▶ YOUR TASK:
Count the lines in the rows below that contain the string "quay", and give only the number.

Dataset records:
******************************

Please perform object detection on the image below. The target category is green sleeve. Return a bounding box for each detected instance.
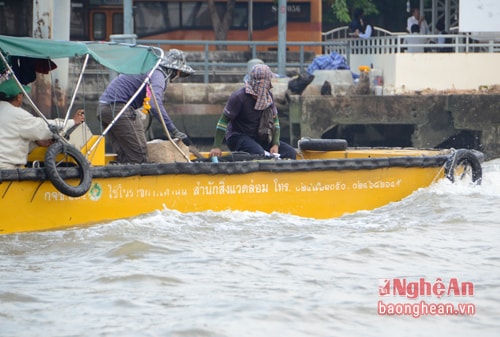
[213,113,230,148]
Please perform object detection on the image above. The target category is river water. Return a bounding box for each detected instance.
[0,160,500,337]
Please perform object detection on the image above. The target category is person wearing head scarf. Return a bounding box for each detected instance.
[0,79,84,169]
[210,64,297,159]
[98,49,194,164]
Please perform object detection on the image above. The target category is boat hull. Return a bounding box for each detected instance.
[0,159,444,234]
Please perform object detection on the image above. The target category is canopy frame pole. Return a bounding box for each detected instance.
[63,54,90,125]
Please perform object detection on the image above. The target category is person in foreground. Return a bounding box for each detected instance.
[0,79,84,169]
[97,49,194,164]
[210,64,297,159]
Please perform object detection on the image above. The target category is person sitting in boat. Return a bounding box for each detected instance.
[210,64,297,159]
[97,49,194,164]
[0,79,84,169]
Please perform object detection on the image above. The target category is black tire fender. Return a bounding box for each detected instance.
[445,149,483,185]
[298,137,347,151]
[44,141,92,197]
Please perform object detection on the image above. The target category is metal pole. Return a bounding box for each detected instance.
[248,0,253,41]
[123,0,134,34]
[278,0,286,75]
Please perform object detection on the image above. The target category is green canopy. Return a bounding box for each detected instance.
[0,35,161,74]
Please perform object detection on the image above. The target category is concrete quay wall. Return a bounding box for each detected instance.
[164,83,500,159]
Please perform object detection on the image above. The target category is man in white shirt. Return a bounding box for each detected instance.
[0,79,84,169]
[406,8,429,35]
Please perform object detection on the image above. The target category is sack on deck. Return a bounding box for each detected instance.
[147,139,189,163]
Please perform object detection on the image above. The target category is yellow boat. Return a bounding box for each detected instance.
[0,36,482,234]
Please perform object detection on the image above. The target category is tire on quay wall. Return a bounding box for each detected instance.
[445,149,483,185]
[44,141,92,197]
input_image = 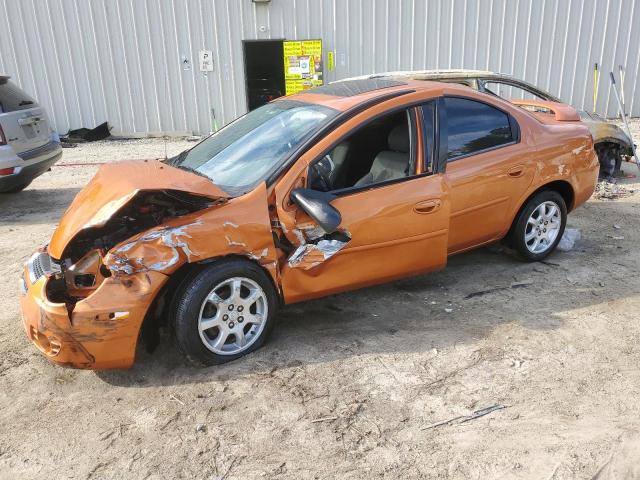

******************************

▶ RESULT:
2